Take the lines below between the one holding "point(121, 507)" and the one holding "Target: running shoe", inclusive, and copy them exactly. Add nothing.

DATA IN THIS EXERCISE:
+ + + + +
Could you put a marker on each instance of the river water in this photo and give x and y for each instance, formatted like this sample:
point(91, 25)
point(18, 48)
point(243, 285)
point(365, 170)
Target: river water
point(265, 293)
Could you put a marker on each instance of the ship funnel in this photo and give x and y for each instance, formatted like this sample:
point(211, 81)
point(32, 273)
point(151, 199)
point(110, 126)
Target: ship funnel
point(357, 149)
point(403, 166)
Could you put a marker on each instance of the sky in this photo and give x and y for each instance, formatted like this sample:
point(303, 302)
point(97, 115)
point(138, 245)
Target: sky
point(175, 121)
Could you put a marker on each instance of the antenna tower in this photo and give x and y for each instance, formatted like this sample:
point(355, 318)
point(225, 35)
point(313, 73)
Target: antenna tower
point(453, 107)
+ + + + +
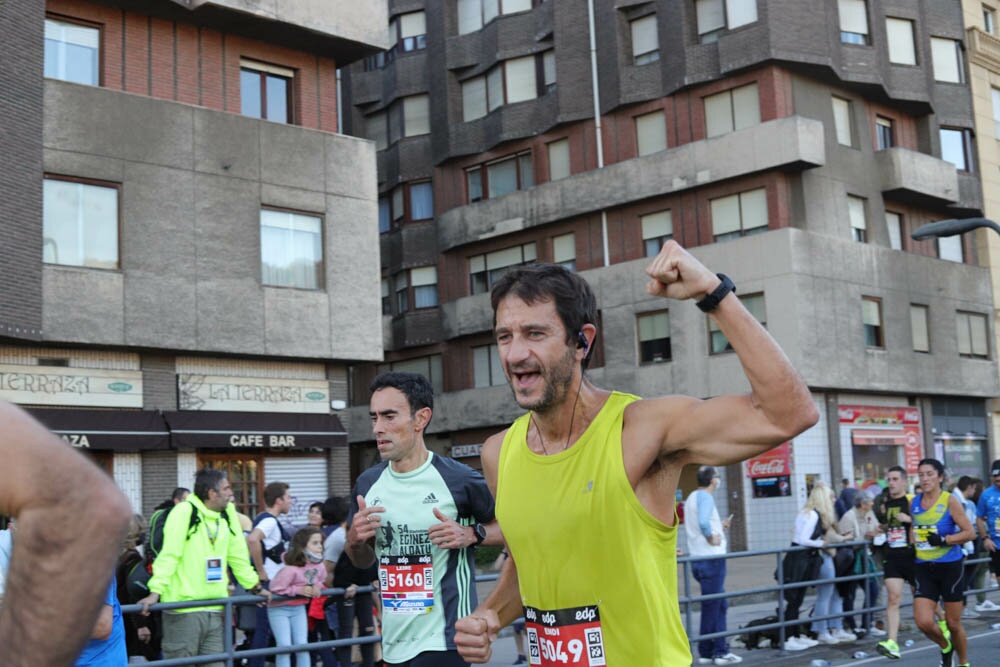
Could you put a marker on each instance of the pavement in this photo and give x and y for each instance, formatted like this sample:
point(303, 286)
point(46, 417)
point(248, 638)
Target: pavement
+ + + + +
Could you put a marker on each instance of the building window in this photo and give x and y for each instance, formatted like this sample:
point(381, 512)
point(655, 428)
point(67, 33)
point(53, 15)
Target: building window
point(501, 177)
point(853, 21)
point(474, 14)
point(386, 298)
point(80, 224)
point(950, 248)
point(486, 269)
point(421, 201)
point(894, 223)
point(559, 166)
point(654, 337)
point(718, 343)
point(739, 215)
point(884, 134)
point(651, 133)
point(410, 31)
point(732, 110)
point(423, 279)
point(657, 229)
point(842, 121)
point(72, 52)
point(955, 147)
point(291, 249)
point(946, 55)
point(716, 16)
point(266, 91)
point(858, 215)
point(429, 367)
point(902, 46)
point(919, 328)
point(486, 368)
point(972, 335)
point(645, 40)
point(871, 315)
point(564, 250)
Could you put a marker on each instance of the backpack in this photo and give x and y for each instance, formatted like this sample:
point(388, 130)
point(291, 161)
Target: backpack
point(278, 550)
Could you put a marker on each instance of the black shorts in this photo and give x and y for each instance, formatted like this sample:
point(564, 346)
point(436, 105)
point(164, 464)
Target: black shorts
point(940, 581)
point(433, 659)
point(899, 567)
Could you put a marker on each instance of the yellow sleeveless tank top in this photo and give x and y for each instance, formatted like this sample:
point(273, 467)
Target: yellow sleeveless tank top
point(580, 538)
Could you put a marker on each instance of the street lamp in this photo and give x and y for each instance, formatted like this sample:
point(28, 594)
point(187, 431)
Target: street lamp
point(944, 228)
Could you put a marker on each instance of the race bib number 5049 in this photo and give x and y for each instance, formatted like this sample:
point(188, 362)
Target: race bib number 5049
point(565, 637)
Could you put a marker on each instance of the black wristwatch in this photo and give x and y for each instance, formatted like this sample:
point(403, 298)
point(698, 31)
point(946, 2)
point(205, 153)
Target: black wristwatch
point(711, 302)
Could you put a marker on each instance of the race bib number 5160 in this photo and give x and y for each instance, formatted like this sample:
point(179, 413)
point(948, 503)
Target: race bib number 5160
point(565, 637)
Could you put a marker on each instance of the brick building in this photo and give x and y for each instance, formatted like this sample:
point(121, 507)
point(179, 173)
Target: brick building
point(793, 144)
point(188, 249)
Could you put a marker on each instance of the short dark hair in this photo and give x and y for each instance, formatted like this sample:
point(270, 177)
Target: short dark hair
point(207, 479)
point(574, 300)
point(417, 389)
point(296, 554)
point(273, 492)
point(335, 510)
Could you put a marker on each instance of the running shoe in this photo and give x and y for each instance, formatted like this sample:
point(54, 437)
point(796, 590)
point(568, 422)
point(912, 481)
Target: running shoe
+ + + + +
THE COMPLETED TASK:
point(121, 507)
point(179, 173)
Target: brick building
point(793, 144)
point(188, 249)
Could you put a marker on each instance of the short dark hair in this photo and give x and y for each instance, formatted like this sample:
point(270, 177)
Target: short dark hair
point(207, 479)
point(574, 300)
point(417, 389)
point(296, 554)
point(273, 492)
point(335, 510)
Could you put a marker on each instance of the running shoe in this photo and give x and y for each instance, formatted like this sample:
point(54, 437)
point(796, 590)
point(568, 422)
point(912, 481)
Target: running shoe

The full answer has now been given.